Referring expression pointing data
___

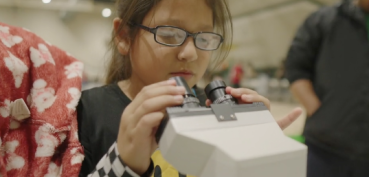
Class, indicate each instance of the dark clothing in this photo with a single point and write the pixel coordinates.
(326, 164)
(99, 113)
(332, 50)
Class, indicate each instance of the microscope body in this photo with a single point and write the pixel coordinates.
(230, 140)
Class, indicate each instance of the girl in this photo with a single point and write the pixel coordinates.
(153, 40)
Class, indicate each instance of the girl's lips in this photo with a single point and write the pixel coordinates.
(186, 75)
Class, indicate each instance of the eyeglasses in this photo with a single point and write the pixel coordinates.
(173, 36)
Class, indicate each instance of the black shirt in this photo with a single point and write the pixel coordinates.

___

# WHAT THE TASK ASKS:
Retype all of the data above word for word, excluding the pictures.

# RESPONSE AREA:
Class, indicate each instance of the dark clothing in this photo with a single point and write the pixel coordinates.
(326, 164)
(99, 113)
(332, 50)
Class, indicate each instance of the microscope body in this photo with a single point and write the pixel coordinates.
(230, 140)
Class, indicate each instance of the girl in this photo with a single point and write the pixel coordinates.
(153, 40)
Class, indicate each instance of the girl's lips in this photo with a single point and write the pixel coordinates.
(186, 75)
Class, indicate each instance of the eyeglasses in this photo with a single point and write the pixel coordinates.
(173, 36)
Class, indicate each instance of the black shirt in this photo with a single point and write the pixel coordinates.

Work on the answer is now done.